BEGIN

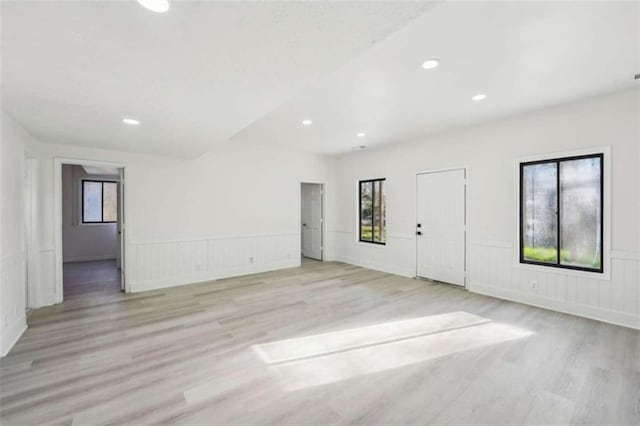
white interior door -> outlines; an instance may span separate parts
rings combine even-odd
[[[465,170],[417,176],[416,274],[465,285]]]
[[[302,255],[322,260],[322,184],[301,185],[301,247]]]
[[[125,291],[125,282],[124,282],[124,232],[125,232],[125,222],[124,222],[124,169],[120,169],[120,183],[118,184],[118,222],[117,222],[117,230],[118,230],[118,245],[117,245],[117,264],[118,268],[120,268],[120,289]]]

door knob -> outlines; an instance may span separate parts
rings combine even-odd
[[[306,223],[303,223],[303,224],[302,224],[302,226],[307,226],[307,224],[306,224]]]
[[[416,231],[416,235],[422,235],[422,232]]]

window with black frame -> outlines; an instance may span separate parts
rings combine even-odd
[[[520,164],[520,263],[602,272],[603,154]]]
[[[118,183],[82,181],[82,223],[114,223],[118,220]]]
[[[387,240],[385,179],[362,180],[359,184],[359,240],[385,244]]]

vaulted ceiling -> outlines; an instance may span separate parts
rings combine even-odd
[[[335,154],[633,87],[640,71],[637,2],[171,6],[3,2],[3,109],[43,142]]]

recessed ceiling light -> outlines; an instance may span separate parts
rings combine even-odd
[[[169,10],[169,0],[138,0],[145,9],[152,12],[164,13]]]
[[[305,126],[311,126],[313,124],[313,121],[307,119],[307,120],[302,120],[302,124],[304,124]]]
[[[359,137],[359,138],[364,138],[365,136],[367,136],[367,134],[363,133],[363,132],[360,132],[356,136]]]
[[[353,147],[353,149],[365,149],[366,147],[366,145],[356,145]]]
[[[440,65],[439,59],[427,59],[422,63],[422,68],[425,70],[431,70],[436,68],[438,65]]]
[[[477,95],[473,95],[471,97],[472,101],[478,102],[481,101],[483,99],[486,99],[487,95],[485,95],[484,93],[478,93]]]
[[[138,126],[138,125],[140,125],[140,121],[136,120],[135,118],[123,118],[122,122],[124,124],[128,124],[130,126]]]

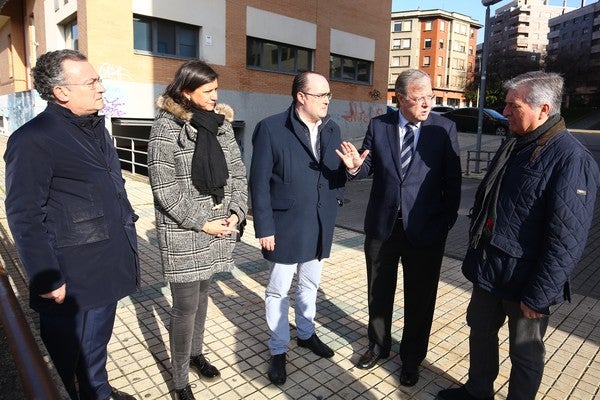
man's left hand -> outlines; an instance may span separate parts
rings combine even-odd
[[[523,302],[521,302],[521,311],[523,312],[523,315],[525,316],[525,318],[528,318],[528,319],[542,318],[542,314],[527,307],[527,305]]]

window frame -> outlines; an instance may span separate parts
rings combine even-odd
[[[250,51],[253,50],[254,45],[258,45],[259,47],[259,54],[258,54],[258,63],[257,64],[249,64],[248,60],[250,59],[250,57],[256,57],[256,55],[252,55],[250,54]],[[268,51],[270,46],[271,52],[273,50],[277,51],[277,67],[276,68],[269,68],[266,65],[274,65],[275,63],[271,62],[271,63],[267,63],[266,62],[266,57],[268,56],[265,53],[265,50]],[[286,59],[294,59],[294,68],[293,69],[289,69],[289,68],[284,68],[283,66],[283,62],[285,61],[284,53],[287,53],[288,51],[291,50],[291,53],[288,54],[292,54],[293,56],[291,57],[287,57]],[[299,61],[299,57],[298,57],[298,53],[299,51],[305,51],[306,55],[307,55],[307,69],[302,69],[299,65],[298,65],[298,61]],[[271,53],[271,60],[273,60],[273,54]],[[300,46],[295,46],[289,43],[281,43],[281,42],[276,42],[273,40],[266,40],[266,39],[261,39],[261,38],[257,38],[257,37],[253,37],[253,36],[246,36],[246,68],[247,69],[252,69],[252,70],[258,70],[258,71],[269,71],[269,72],[278,72],[278,73],[282,73],[282,74],[293,74],[296,75],[300,72],[304,72],[304,71],[313,71],[314,70],[314,50],[313,49],[309,49],[306,47],[300,47]]]
[[[150,37],[143,38],[145,44],[149,44],[149,50],[136,48],[136,24],[144,23],[149,25],[149,35]],[[174,43],[173,50],[174,52],[165,52],[159,51],[159,39],[160,39],[160,30],[162,29],[174,29]],[[187,44],[183,41],[184,33],[191,33],[193,38],[193,43]],[[169,38],[171,39],[171,38]],[[181,51],[182,46],[187,46],[187,48],[193,48],[193,55],[184,54]],[[144,54],[144,55],[152,55],[159,57],[171,57],[171,58],[181,58],[181,59],[195,59],[200,57],[200,27],[190,24],[185,24],[178,21],[172,21],[162,18],[156,17],[148,17],[145,15],[133,15],[133,51],[136,54]]]
[[[333,68],[333,63],[336,59],[339,59],[339,65],[341,66],[339,68],[339,74],[335,74],[334,75],[334,68]],[[354,66],[354,78],[349,79],[349,78],[345,78],[344,75],[347,73],[346,69],[348,68],[346,65],[344,65],[344,61],[351,61],[353,66]],[[368,66],[368,80],[360,80],[359,77],[361,75],[360,71],[360,63],[366,63]],[[347,83],[357,83],[360,85],[372,85],[373,84],[373,61],[368,61],[368,60],[363,60],[360,58],[354,58],[354,57],[348,57],[348,56],[342,56],[339,54],[334,54],[331,53],[329,55],[329,79],[332,81],[338,81],[338,82],[347,82]]]

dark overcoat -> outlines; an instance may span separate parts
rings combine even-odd
[[[254,130],[250,194],[256,237],[275,236],[275,250],[263,250],[267,260],[294,264],[329,257],[346,173],[335,153],[339,126],[326,117],[319,129],[320,160],[293,106]]]
[[[6,215],[31,307],[74,313],[134,292],[137,216],[104,118],[49,103],[10,136],[4,159]],[[63,304],[39,297],[65,283]]]

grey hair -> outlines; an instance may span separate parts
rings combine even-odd
[[[63,61],[86,61],[87,58],[75,50],[56,50],[42,54],[37,59],[31,74],[33,76],[33,87],[38,91],[40,97],[46,101],[56,102],[53,89],[65,82]]]
[[[549,115],[560,114],[564,79],[559,74],[531,71],[518,75],[504,83],[505,90],[527,87],[529,92],[523,99],[530,106],[550,105]]]
[[[396,93],[406,96],[408,94],[408,86],[412,82],[421,79],[429,79],[429,81],[431,82],[431,77],[426,72],[423,72],[420,69],[407,69],[406,71],[402,71],[400,75],[398,75],[398,78],[396,78],[394,90],[396,91]]]

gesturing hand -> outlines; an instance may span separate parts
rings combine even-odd
[[[350,142],[342,142],[340,150],[336,149],[335,152],[342,159],[342,162],[350,173],[358,171],[369,154],[369,150],[363,151],[362,154],[359,153],[356,150],[356,146]]]

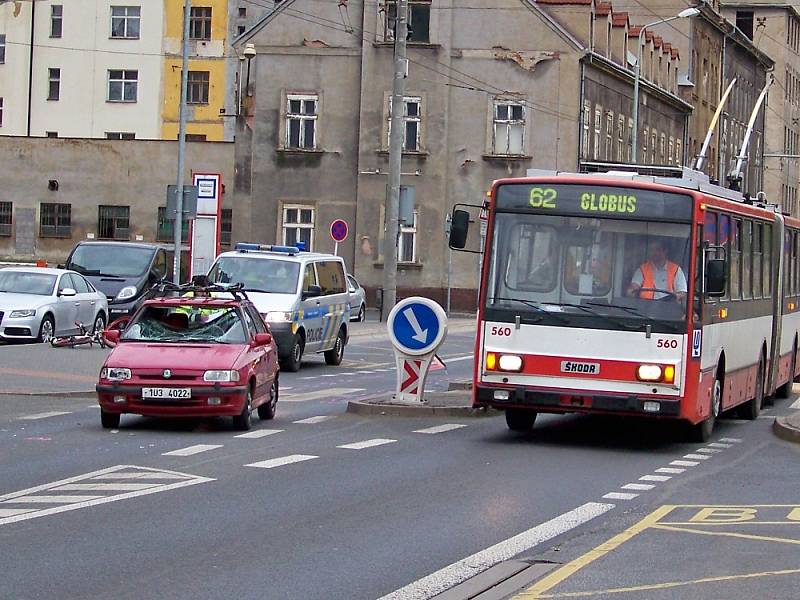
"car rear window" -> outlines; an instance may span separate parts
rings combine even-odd
[[[248,335],[230,306],[184,304],[147,306],[125,330],[131,342],[244,344]]]

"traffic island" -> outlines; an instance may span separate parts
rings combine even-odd
[[[772,430],[782,440],[800,444],[800,412],[788,417],[776,417]]]
[[[417,404],[398,404],[394,394],[381,394],[347,403],[347,412],[363,416],[383,417],[494,417],[493,409],[474,408],[468,390],[425,392],[424,401]]]

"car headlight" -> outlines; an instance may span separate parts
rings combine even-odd
[[[25,317],[34,317],[36,316],[35,310],[25,309],[25,310],[12,310],[11,314],[8,315],[9,319],[24,319]]]
[[[639,381],[661,381],[661,375],[661,365],[639,365],[636,369],[636,378]]]
[[[135,285],[126,285],[119,291],[115,300],[127,300],[128,298],[133,298],[136,295],[136,286]]]
[[[272,323],[288,323],[292,320],[291,312],[268,312],[265,320]]]
[[[100,379],[109,381],[125,381],[131,378],[131,370],[120,367],[103,367],[100,370]]]
[[[239,371],[206,371],[203,373],[203,381],[229,382],[239,381]]]
[[[522,357],[517,354],[498,354],[497,352],[488,352],[486,354],[487,371],[519,373],[522,371],[522,366]]]

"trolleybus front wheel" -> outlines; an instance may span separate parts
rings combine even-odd
[[[506,425],[511,431],[528,432],[533,429],[537,413],[519,408],[506,409]]]

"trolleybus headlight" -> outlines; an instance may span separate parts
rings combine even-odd
[[[501,354],[498,364],[501,371],[522,371],[522,357],[516,354]]]
[[[672,365],[664,367],[664,383],[675,383],[675,367]]]
[[[639,381],[661,381],[661,367],[659,365],[639,365],[636,369],[636,378]],[[674,377],[673,373],[673,377]]]
[[[486,355],[486,370],[495,371],[497,369],[497,354],[489,352]]]

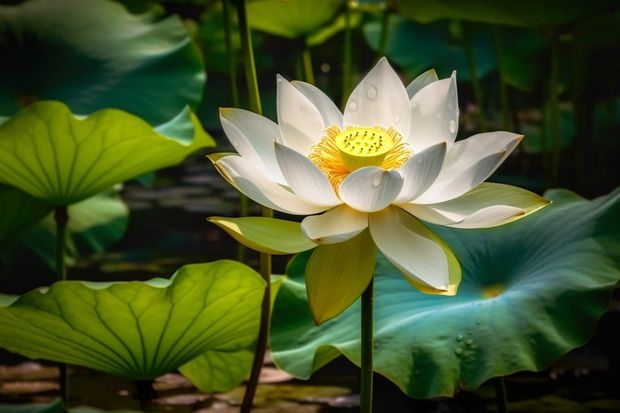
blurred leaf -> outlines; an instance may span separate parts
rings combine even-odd
[[[381,35],[380,22],[371,21],[365,24],[363,31],[370,47],[377,50]],[[489,28],[476,28],[471,35],[479,77],[485,76],[496,67],[493,38],[489,33]],[[469,79],[463,40],[454,36],[448,22],[419,24],[392,15],[387,36],[387,57],[409,76],[436,69],[439,77],[449,76],[456,70],[459,79]]]
[[[0,347],[150,380],[205,351],[252,345],[264,285],[226,260],[186,265],[170,280],[60,281],[0,308]]]
[[[567,4],[563,0],[397,0],[403,16],[421,23],[439,19],[471,20],[526,27],[558,27],[590,19],[618,9],[616,0],[580,1]]]
[[[36,102],[0,125],[0,182],[70,205],[214,144],[187,109],[159,132],[175,135],[115,109],[78,119],[60,102]]]
[[[60,100],[156,125],[200,101],[198,49],[177,16],[130,14],[107,0],[31,0],[0,6],[0,113]]]
[[[1,412],[10,413],[68,413],[60,399],[50,403],[0,404]]]
[[[0,250],[52,210],[47,202],[6,185],[0,185],[0,205]]]
[[[125,234],[129,210],[116,191],[95,195],[70,205],[66,259],[75,259],[105,250]],[[24,292],[46,282],[45,273],[56,268],[56,223],[49,213],[36,225],[21,232],[0,251],[6,272],[0,290]],[[23,272],[22,272],[23,271]],[[27,273],[28,277],[19,276]]]
[[[491,377],[541,370],[589,339],[620,280],[620,188],[593,201],[546,195],[554,204],[502,227],[433,226],[463,268],[455,297],[419,293],[379,257],[378,373],[412,397],[451,396]],[[270,341],[276,365],[301,378],[340,354],[360,363],[359,302],[316,327],[302,277],[307,257],[289,267]]]
[[[250,27],[276,36],[296,39],[313,34],[331,22],[344,0],[253,0],[247,3]]]

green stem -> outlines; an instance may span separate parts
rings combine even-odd
[[[351,7],[345,10],[344,50],[342,56],[342,107],[353,88],[353,27],[351,27]]]
[[[256,67],[254,65],[254,54],[252,52],[252,37],[247,21],[247,12],[245,0],[237,0],[237,20],[239,23],[239,32],[241,34],[241,48],[244,54],[245,77],[247,80],[248,94],[250,96],[250,109],[257,114],[262,114],[260,103],[260,95],[258,91],[258,79],[256,76]],[[263,207],[263,217],[273,217],[273,211]],[[260,329],[258,332],[258,340],[256,350],[254,352],[254,361],[252,363],[252,371],[245,388],[243,401],[241,404],[241,413],[249,413],[252,410],[254,395],[258,387],[258,380],[263,366],[263,360],[267,351],[267,340],[269,337],[269,319],[271,315],[271,255],[261,253],[260,255],[260,274],[265,280],[265,293],[261,305]]]
[[[467,23],[463,23],[463,43],[465,46],[465,58],[467,59],[469,79],[471,80],[471,85],[474,90],[474,99],[476,100],[476,105],[478,106],[478,123],[480,130],[485,131],[487,129],[487,118],[484,114],[482,89],[480,88],[480,80],[478,79],[478,70],[476,68],[476,57],[474,56],[474,47]]]
[[[361,321],[361,340],[362,340],[362,363],[361,363],[361,386],[360,386],[360,412],[372,412],[372,378],[373,362],[372,353],[374,346],[374,297],[373,280],[362,294],[362,321]]]
[[[508,86],[506,84],[506,76],[504,73],[504,49],[499,36],[499,28],[493,27],[493,37],[495,38],[495,57],[497,59],[497,72],[499,74],[499,96],[502,106],[502,127],[504,130],[513,130],[512,117],[510,116],[510,107],[508,105]]]
[[[312,54],[305,41],[301,51],[301,60],[304,68],[304,79],[311,85],[315,85],[316,80],[314,78],[314,69],[312,68]]]
[[[69,214],[66,206],[58,206],[54,210],[54,220],[56,221],[56,278],[58,281],[67,279],[67,266],[65,264],[65,239],[67,234],[67,223]],[[60,397],[67,403],[69,397],[69,377],[67,375],[67,365],[58,365],[58,382],[60,385]]]
[[[377,59],[379,60],[383,56],[385,56],[385,52],[387,50],[388,43],[388,29],[390,22],[390,11],[386,7],[381,12],[381,33],[379,34],[379,47],[377,48]]]
[[[560,177],[560,103],[558,79],[560,41],[558,34],[551,33],[550,39],[550,73],[549,73],[549,112],[551,127],[551,154],[549,165],[549,180],[552,186],[559,183]]]
[[[232,12],[230,10],[230,0],[222,0],[224,11],[224,38],[226,42],[226,57],[228,59],[228,83],[230,84],[230,92],[232,95],[233,107],[239,107],[239,88],[237,87],[237,59],[232,44],[232,30],[230,22],[232,21]],[[244,194],[239,196],[239,216],[247,217],[250,211],[250,203],[248,197]],[[237,244],[237,261],[245,262],[247,248],[245,245]]]
[[[241,50],[243,52],[243,66],[245,69],[245,80],[250,99],[250,110],[255,113],[262,114],[263,109],[261,107],[260,95],[258,93],[258,78],[256,76],[254,51],[252,50],[252,36],[250,34],[250,26],[248,25],[245,0],[236,0],[236,2],[237,22],[239,24],[239,33],[241,35]]]
[[[153,380],[138,380],[135,384],[134,398],[138,399],[140,410],[143,412],[150,411],[153,399],[157,397],[155,389],[153,388]]]
[[[506,381],[503,377],[495,379],[495,400],[497,401],[497,411],[508,413],[508,399],[506,398]]]

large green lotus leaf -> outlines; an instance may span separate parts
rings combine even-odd
[[[0,185],[0,250],[20,231],[39,222],[52,210],[45,201],[17,188]]]
[[[265,282],[246,265],[190,264],[170,280],[60,281],[0,308],[0,347],[132,380],[256,340]]]
[[[271,278],[271,304],[275,301],[284,281],[283,276]],[[238,351],[206,351],[190,362],[179,367],[200,391],[222,392],[247,379],[254,361],[256,346]]]
[[[375,371],[412,397],[453,395],[485,380],[540,370],[584,344],[620,280],[620,189],[593,201],[567,191],[514,223],[434,227],[461,261],[454,297],[424,295],[380,257],[375,277]],[[360,364],[357,302],[316,327],[296,257],[276,299],[271,349],[297,377],[340,354]]]
[[[526,26],[558,27],[587,20],[617,9],[616,0],[580,1],[569,5],[563,0],[398,0],[399,14],[422,23],[438,19]]]
[[[368,44],[377,50],[381,23],[371,21],[363,26],[363,31]],[[493,38],[488,32],[488,28],[476,28],[471,36],[476,74],[480,77],[496,67]],[[389,20],[387,39],[386,55],[410,76],[434,68],[441,77],[456,70],[459,79],[470,78],[463,41],[452,35],[448,22],[420,24],[393,15]]]
[[[200,54],[177,16],[108,0],[0,6],[0,113],[36,100],[74,113],[117,108],[157,125],[200,101]]]
[[[0,182],[70,205],[213,144],[187,109],[153,130],[120,110],[78,118],[60,102],[40,101],[0,125]]]
[[[344,0],[255,0],[248,2],[248,23],[253,29],[289,39],[305,37],[334,20]]]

END

WORK INSTRUCTIONS: The answer should be only a number: the count of lines in the listing above that contain the word "green".

EXPECTED ANSWER: 2